- **Task**
Beginning with the line containing "Practice step: find every instance of the horse's front" and ending with the last line of the records, set down every line exactly.

- **Extracted material**
^^^^^^^^
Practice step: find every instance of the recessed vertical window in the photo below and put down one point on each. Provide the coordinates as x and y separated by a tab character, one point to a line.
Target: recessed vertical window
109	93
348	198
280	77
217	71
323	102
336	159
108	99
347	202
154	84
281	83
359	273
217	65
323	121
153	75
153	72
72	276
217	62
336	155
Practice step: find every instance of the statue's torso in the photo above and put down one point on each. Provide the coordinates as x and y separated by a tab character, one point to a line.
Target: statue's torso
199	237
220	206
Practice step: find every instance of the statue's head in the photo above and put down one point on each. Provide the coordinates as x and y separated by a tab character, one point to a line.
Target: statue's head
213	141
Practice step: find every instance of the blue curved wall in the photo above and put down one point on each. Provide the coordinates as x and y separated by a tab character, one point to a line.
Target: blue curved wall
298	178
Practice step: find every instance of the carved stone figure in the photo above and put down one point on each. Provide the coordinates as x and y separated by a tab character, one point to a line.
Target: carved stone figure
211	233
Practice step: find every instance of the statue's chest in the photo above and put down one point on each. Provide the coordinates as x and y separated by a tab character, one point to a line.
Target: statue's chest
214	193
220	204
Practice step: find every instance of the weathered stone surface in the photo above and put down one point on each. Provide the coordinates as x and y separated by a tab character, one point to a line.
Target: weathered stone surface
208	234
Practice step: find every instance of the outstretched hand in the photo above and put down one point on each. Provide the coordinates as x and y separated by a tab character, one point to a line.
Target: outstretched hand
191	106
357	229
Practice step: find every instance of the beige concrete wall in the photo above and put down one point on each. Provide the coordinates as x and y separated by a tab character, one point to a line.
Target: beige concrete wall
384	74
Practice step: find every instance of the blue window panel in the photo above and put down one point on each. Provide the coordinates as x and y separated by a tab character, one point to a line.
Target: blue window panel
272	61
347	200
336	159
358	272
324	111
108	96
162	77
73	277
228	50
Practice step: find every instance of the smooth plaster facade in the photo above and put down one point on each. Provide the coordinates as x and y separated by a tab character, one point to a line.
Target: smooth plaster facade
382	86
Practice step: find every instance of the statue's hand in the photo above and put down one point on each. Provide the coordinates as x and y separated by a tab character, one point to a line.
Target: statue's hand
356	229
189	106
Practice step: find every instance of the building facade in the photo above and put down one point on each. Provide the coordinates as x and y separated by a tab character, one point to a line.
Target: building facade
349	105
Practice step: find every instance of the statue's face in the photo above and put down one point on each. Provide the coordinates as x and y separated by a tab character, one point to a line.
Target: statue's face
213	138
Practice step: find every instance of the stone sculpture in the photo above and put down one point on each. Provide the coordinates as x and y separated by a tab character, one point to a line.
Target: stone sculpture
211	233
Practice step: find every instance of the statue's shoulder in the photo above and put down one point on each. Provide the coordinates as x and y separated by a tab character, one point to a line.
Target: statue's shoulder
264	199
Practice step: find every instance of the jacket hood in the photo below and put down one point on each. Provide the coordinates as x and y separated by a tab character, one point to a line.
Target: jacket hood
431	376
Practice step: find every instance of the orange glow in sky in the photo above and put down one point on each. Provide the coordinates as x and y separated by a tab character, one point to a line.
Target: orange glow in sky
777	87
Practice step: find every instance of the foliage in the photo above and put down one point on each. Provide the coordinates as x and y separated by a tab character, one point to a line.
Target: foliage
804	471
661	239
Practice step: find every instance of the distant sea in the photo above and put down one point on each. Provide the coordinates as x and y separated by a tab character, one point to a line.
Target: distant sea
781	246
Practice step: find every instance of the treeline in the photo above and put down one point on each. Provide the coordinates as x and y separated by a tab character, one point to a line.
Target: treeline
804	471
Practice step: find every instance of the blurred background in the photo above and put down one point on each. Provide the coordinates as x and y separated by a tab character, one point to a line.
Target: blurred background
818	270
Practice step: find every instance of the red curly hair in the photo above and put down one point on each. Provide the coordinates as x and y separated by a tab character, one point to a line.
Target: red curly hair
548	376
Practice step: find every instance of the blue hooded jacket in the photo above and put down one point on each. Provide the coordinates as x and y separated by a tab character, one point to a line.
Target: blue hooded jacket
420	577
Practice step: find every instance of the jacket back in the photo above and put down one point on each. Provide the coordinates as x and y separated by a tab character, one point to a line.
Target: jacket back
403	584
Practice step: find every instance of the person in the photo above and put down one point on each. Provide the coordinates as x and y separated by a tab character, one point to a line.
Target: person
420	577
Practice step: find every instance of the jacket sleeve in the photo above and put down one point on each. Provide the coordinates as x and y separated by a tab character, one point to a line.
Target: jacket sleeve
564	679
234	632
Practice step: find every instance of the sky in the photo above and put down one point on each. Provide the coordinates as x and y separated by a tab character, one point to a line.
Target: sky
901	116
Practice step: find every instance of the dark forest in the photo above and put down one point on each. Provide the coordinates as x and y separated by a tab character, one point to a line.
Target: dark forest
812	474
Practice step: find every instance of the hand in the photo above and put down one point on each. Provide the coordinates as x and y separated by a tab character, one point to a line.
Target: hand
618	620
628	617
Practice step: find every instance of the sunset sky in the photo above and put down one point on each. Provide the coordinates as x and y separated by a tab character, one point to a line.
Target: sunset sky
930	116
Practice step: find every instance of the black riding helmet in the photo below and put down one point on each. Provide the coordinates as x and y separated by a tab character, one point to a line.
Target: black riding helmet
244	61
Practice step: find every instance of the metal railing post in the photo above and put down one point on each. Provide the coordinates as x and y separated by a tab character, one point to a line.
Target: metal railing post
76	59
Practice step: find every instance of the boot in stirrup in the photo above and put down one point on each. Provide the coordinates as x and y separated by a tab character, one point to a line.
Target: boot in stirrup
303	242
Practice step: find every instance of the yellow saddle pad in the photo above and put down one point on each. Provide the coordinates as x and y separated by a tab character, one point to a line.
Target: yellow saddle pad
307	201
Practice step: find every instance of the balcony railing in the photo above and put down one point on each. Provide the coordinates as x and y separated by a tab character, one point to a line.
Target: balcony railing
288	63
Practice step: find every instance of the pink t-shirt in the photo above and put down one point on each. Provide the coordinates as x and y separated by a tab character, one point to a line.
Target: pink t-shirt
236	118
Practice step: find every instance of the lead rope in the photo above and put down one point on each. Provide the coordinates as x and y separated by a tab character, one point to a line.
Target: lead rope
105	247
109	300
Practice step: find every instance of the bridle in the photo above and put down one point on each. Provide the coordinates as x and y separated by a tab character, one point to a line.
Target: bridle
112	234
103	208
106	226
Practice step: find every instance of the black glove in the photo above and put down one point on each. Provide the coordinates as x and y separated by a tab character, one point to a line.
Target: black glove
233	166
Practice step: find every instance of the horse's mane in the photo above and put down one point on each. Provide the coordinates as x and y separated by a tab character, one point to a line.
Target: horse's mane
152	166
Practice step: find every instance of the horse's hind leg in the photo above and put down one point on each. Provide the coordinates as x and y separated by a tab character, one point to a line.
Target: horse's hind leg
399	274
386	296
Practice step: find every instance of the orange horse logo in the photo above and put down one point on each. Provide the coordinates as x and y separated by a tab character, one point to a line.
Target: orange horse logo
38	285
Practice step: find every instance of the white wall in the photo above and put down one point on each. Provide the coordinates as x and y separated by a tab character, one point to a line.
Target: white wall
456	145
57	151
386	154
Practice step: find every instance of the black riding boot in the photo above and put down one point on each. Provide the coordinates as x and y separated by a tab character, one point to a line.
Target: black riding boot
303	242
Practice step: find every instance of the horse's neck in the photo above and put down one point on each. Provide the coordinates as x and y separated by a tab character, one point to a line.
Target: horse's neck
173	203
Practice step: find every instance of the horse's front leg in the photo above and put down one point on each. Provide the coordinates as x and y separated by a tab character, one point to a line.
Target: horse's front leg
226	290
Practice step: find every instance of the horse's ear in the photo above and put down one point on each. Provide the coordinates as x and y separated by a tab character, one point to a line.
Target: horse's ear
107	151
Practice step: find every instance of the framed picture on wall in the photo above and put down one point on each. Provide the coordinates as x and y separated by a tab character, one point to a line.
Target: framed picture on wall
^^^^^^^^
- **Expected answer**
Practice step: find every instance of the horse's front leg in the photo above and put down one point on each. Provide the coordinates as x and y separated by a tab character, one point to a line.
Target: horse's front leg
226	290
Practice step: find every instance of the horse's ear in the photo above and put down one point on each. Provide the coordinates as x and y separated by a tab character, one point to a line.
Target: horse's ear
107	151
Practice step: find every instance of the framed picture on wall in the photo above and put down one point on each. Provide the coordinates as x and y separated by a tab character, one point to a line.
Target: framed picture on wall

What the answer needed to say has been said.